Data for this task:
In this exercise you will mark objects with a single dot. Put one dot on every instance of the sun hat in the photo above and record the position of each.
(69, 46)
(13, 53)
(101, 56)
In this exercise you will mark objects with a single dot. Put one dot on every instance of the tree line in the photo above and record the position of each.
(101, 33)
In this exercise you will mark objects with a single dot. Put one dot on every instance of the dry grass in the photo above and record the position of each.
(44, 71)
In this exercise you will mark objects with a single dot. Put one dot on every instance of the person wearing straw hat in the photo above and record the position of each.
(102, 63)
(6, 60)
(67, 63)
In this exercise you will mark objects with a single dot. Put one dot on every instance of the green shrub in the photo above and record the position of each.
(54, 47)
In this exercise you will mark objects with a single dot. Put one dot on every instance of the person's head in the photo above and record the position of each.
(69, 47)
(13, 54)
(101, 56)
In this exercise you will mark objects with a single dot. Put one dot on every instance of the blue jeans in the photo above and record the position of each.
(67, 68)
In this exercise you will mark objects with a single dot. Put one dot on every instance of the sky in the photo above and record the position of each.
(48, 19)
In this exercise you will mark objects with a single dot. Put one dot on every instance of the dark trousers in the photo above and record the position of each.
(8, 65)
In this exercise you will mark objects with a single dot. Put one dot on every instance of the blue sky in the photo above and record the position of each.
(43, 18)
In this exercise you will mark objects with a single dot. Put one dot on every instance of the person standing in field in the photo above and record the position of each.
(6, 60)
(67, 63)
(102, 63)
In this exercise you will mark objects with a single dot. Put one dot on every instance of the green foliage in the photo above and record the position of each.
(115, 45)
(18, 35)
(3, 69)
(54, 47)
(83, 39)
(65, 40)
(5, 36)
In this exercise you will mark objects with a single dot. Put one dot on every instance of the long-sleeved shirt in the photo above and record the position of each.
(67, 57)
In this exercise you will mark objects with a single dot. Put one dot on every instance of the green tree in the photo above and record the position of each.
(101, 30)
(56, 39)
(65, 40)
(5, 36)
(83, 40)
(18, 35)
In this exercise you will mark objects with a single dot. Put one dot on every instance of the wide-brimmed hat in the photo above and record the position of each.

What is needed: Format the data from the line containing "the blue jeans" up to and including the last line of the data as a JSON list of strings, one string per line, with blank lines left out.

Task answer:
[
  "In this exercise you will mark objects with a single dot. Put one dot on every instance of the blue jeans in the photo above and record the position of each.",
  "(67, 68)",
  "In this exercise you will mark objects with a single dot. Put one dot on every instance of the sky in the photo above and record the position of each.",
  "(48, 19)",
  "In this exercise you will mark objects with a single dot. Put one dot on every instance of the dark trousers in the photo above and record the position of each.",
  "(8, 65)",
  "In this exercise you will mark objects with a single dot. Put one dot on every instance of the blue sky in the photo above and record the position of each.",
  "(43, 18)",
  "In this exercise you will mark objects with a single dot. Put one dot on every instance of the person standing in field in the photo above and record the position of each.",
  "(6, 60)",
  "(67, 63)",
  "(102, 63)",
  "In this exercise you will mark objects with a single dot. Put one dot on every instance of the green foliage in the photo above and record the position of each.",
  "(115, 45)",
  "(18, 35)",
  "(3, 69)",
  "(54, 47)",
  "(83, 39)",
  "(65, 40)",
  "(5, 36)",
  "In this exercise you will mark objects with a single dot. Put one dot on every instance of the long-sleeved shirt in the photo above and record the position of each.",
  "(67, 57)",
  "In this exercise you will mark objects with a single dot. Put one dot on every instance of the green tree in the photo above and record the position of each.",
  "(101, 30)",
  "(56, 39)",
  "(65, 40)",
  "(5, 36)",
  "(83, 40)",
  "(18, 35)",
  "In this exercise you will mark objects with a single dot. Put one dot on every instance of the wide-brimmed hat in the photo above and record the position of each."
]